■ TASK TO COMPLETE
Repeat each line of the material exactly.

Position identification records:
_ _ _ _ _

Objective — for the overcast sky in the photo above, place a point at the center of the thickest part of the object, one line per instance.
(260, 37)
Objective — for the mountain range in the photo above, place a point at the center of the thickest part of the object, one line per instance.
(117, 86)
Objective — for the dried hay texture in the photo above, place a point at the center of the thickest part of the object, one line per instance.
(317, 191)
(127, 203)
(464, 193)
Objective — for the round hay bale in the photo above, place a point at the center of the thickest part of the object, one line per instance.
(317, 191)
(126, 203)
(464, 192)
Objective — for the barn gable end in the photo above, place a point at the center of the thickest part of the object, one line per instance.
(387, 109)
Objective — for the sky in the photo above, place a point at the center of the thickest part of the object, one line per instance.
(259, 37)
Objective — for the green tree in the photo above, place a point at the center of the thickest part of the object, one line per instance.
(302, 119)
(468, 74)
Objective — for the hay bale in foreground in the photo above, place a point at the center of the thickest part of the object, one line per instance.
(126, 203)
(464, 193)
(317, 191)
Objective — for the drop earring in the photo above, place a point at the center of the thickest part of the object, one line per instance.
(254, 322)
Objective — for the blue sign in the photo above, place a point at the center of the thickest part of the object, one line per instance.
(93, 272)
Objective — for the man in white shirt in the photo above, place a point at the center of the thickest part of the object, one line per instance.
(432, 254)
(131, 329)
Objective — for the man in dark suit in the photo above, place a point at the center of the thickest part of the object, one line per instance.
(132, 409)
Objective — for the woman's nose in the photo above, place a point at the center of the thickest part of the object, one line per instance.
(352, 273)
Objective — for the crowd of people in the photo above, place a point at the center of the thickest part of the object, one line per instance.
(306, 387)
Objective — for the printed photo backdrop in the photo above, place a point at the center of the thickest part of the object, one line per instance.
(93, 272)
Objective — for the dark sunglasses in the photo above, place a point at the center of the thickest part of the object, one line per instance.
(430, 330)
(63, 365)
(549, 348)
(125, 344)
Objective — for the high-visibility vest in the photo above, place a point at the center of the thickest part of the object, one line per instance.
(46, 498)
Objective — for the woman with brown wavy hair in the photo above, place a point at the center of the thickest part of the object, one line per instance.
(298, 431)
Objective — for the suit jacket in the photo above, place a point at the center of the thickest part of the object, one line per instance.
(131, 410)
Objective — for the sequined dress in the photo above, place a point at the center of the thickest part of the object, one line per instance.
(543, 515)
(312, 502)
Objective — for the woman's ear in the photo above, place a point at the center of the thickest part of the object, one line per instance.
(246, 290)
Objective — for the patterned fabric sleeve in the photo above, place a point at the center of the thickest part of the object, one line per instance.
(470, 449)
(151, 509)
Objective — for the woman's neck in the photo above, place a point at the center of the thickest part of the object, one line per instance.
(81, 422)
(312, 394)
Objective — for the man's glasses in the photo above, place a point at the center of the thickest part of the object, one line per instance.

_ _ _ _ _

■ RESPONSE TO THE EXERCISE
Objective — for the overcast sky in the photo above, place a point at the center of the thickest part of the object, one line per instance.
(260, 37)
Objective — for the mountain range in the photo above, place a point at the center of the thickest part of the object, one line per instance.
(117, 86)
Objective — for the dried hay texture in the photo above, place a point at the center of the thickest part of the object, one line per instance.
(317, 191)
(127, 203)
(464, 193)
Objective — for the round hay bale in the photo above, place a point at the center of the thickest part of the object, one line per instance.
(317, 191)
(126, 203)
(464, 192)
Objective — for the barn gable end in the photo above, place a point at the center of the thickest part of the object, one line per instance.
(387, 109)
Objective — for the sky in the photo above, place a point at the center of the thickest part of the object, one line per instance.
(259, 37)
Objective — for the green tree in the photo above, place a point at the center of the thickest part of the object, one line per instance.
(302, 119)
(468, 74)
Objective — for the hay bale in foreground in the photo above, place a point at the center of the thickest part of the object, one line per instance.
(126, 203)
(464, 193)
(317, 191)
Objective — for the drop earring in the photo above, place a point at the center of the thickest part of the object, one line per instance.
(254, 322)
Objective — for the blue sign in the photo above, place a point at the center of the thickest part of the object, one line per instance.
(93, 272)
Objective — for the man in white shirt in the photo above, place a point at the center of the thickest part of the object, one line per instance.
(432, 254)
(131, 329)
Objective — for the man in dark suit in the photo above, place a point at the center of the thickest part of the object, one line per instance.
(132, 409)
Objective — for the woman's nose in the photo above, place a point at the center of the thickest part of the object, one line per instance.
(352, 273)
Objective — for the crowd of people in the photo above, place a point at the center of the thickest part of the object, one line per instance.
(306, 387)
Objective — for the printed photo backdrop in the photo above, place a point at the center of the thickest part of the object, one line per instance.
(93, 272)
Objective — for the dark sunglasses in the photo above, place a point at the center of the thickest part of the object, one line per instance.
(430, 330)
(63, 365)
(549, 348)
(125, 344)
Objective — for the high-visibility vest in the photo above, place a point at the center of the thickest part of the object, one line per instance.
(46, 498)
Objective — for the woman with brown wavy hair in the photo above, place a point at the center of the thickest part of the object, one line per instance.
(298, 431)
Objective — for the suit jacket in the photo above, place a point at the center of the thickest part of the object, one line per instance.
(131, 410)
Objective — for the sequined dress in the photo above, place a point at the center of the thickest part of the object, one line per instance.
(543, 515)
(312, 502)
Objective — for the woman's ear in the photo above, place a point at the center of the thickest part of the object, one line per instance.
(246, 290)
Objective — for the patterned fabric sleeve in the photo above, place a point at the center of the thickest part of the object, one line per instance.
(470, 449)
(151, 509)
Objective — for the woman's neck in the photo above, place a point at the center of the thickest part of the object, one line per instance.
(81, 422)
(312, 394)
Objective — for the man's glasses in the photo above, place a point at the center of the thickest part of the object, one line per instance.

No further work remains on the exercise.